• REQUIRED TASKS:
1 > Answer these questions about the post on vaping lung injury, using only what it states.
(a) In what year was EVALI first identified?
(b) What did the 17-year-old in the described case mix with THC liquid before developing EVALI?
(c) About how many EVALI cases to date, and how many fatalities, do the figures cited in the post report?
2 > In the post on vaping lung injury, take the part that opens with the words containing "As a followup" and closes with "That’s not good.", replace "intensive care unit" with "ICU", and write that part out again.

• EXCERPTED TEXT:

As a followup to our post of a few weeks back, on the FDA’s ill-advised decision to approve fruit and menthol flavored vaping devices for sale, here’s something of interest on a growing consequence of vaping. The link is to a warning from the American Lung Association:
E-cigarette or Vaping Use-Associated Lung Injury (EVALI)
First identified in 2019, EVALI is described as “an acute or subacute respiratory illness” that can be fatal. In fact, “…More than 50% of patients with EVALI require admission to an intensive care unit.” That’s not good.
Underage users are particularly vulnerable. One case describes a 17 year-old boy who developed EVALI after inhaling vapors from his own mix of THC liquid and vitamin E acetate. Oddly enough, vitamin E acetate, safe when taken orally, is a serious irritant to the lungs when inhaled.
So the risk is not only from vaping itself, but often, from ingredients in the vaping liquid.
The figures I found suggested somewhere in the neighborhood of 2500 EVALI cases to date, 50 of which resulted in fatalities. It’s suspected that EVALI may often be missed on examination because its symptoms so closely mimic other, more familiar lung disorders.

• ENTRIES SHOWN:
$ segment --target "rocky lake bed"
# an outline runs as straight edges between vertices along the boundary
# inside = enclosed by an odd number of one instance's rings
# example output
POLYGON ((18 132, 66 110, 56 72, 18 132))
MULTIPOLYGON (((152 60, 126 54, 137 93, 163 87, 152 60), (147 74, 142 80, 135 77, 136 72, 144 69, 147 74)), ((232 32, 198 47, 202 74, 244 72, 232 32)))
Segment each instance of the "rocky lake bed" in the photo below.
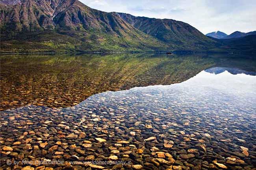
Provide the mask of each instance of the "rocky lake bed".
POLYGON ((255 170, 256 78, 212 70, 67 107, 2 109, 1 169, 255 170))

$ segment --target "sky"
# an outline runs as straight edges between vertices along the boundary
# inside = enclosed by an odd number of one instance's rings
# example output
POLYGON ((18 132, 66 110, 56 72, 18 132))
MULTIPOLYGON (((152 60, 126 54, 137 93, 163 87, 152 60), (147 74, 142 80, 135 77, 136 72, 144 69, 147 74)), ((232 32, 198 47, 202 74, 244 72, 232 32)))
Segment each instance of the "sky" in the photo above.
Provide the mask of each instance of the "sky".
POLYGON ((168 18, 189 24, 203 33, 256 30, 255 0, 80 0, 106 12, 168 18))

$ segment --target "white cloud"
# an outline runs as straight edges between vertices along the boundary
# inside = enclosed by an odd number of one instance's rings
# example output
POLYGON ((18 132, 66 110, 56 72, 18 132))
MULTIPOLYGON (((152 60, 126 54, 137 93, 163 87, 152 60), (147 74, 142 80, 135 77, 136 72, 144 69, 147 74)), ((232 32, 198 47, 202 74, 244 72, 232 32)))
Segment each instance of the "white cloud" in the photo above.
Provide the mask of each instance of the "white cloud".
POLYGON ((217 30, 230 34, 256 30, 254 0, 80 0, 106 12, 182 21, 204 34, 217 30))

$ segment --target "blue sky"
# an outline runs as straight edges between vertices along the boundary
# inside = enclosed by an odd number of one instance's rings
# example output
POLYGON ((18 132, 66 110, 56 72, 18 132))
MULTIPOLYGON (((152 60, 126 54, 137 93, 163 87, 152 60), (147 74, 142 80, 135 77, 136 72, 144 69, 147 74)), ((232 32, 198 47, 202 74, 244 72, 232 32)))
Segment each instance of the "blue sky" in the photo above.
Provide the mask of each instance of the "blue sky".
POLYGON ((220 31, 256 30, 255 0, 80 0, 106 12, 173 19, 187 22, 206 34, 220 31))

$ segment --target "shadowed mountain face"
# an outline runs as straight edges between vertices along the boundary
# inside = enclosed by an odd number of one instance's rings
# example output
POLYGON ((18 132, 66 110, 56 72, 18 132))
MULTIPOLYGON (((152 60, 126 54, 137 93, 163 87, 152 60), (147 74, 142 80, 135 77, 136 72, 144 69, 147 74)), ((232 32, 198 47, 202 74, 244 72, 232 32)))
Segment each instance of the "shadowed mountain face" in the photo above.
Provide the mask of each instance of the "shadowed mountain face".
POLYGON ((77 0, 1 2, 1 35, 5 42, 2 50, 27 49, 28 42, 33 40, 36 48, 50 51, 54 46, 65 51, 206 51, 215 43, 183 22, 106 13, 77 0), (18 46, 13 40, 24 41, 20 44, 26 46, 18 46))
POLYGON ((219 31, 217 31, 208 33, 205 35, 218 39, 223 38, 228 36, 228 35, 226 34, 225 33, 219 31))
POLYGON ((256 49, 252 37, 215 39, 182 22, 106 13, 78 0, 0 1, 2 52, 252 52, 256 49))
POLYGON ((240 38, 251 35, 256 35, 256 31, 249 32, 247 33, 242 33, 240 31, 235 31, 230 35, 228 35, 226 37, 223 37, 223 38, 240 38))

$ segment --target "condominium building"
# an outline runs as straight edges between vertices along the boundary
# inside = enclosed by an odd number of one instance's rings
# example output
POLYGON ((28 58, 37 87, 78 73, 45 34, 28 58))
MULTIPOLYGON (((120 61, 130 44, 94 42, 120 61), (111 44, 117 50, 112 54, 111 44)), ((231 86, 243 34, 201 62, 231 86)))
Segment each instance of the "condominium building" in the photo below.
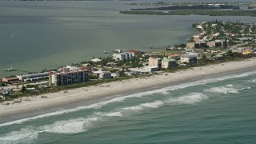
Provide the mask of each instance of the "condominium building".
POLYGON ((162 66, 162 59, 158 58, 150 57, 149 58, 149 66, 162 66))
POLYGON ((49 76, 49 86, 63 86, 80 83, 89 80, 89 71, 78 70, 75 71, 54 73, 49 76))
POLYGON ((113 59, 115 61, 123 61, 125 59, 132 58, 133 55, 131 53, 114 53, 113 54, 113 59))

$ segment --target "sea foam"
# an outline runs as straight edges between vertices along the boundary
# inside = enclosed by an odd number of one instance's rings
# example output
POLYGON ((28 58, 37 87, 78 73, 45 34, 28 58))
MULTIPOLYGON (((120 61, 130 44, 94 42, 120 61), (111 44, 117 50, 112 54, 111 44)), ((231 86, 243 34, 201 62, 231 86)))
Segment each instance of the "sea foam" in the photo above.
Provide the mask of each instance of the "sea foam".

• PER-TASK ANSWERS:
1 >
(a) 2019
(b) Vitamin E acetate
(c) About 2500 cases, 50 of which were fatal

2 >
As a followup to our post of a few weeks back, on the FDA’s ill-advised decision to approve fruit and menthol flavored vaping devices for sale, here’s something of interest on a growing consequence of vaping. The link is to a warning from the American Lung Association:
E-cigarette or Vaping Use-Associated Lung Injury (EVALI)
First identified in 2019, EVALI is described as “an acute or subacute respiratory illness” that can be fatal. In fact, “…More than 50% of patients with EVALI require admission to an ICU.” That’s not good.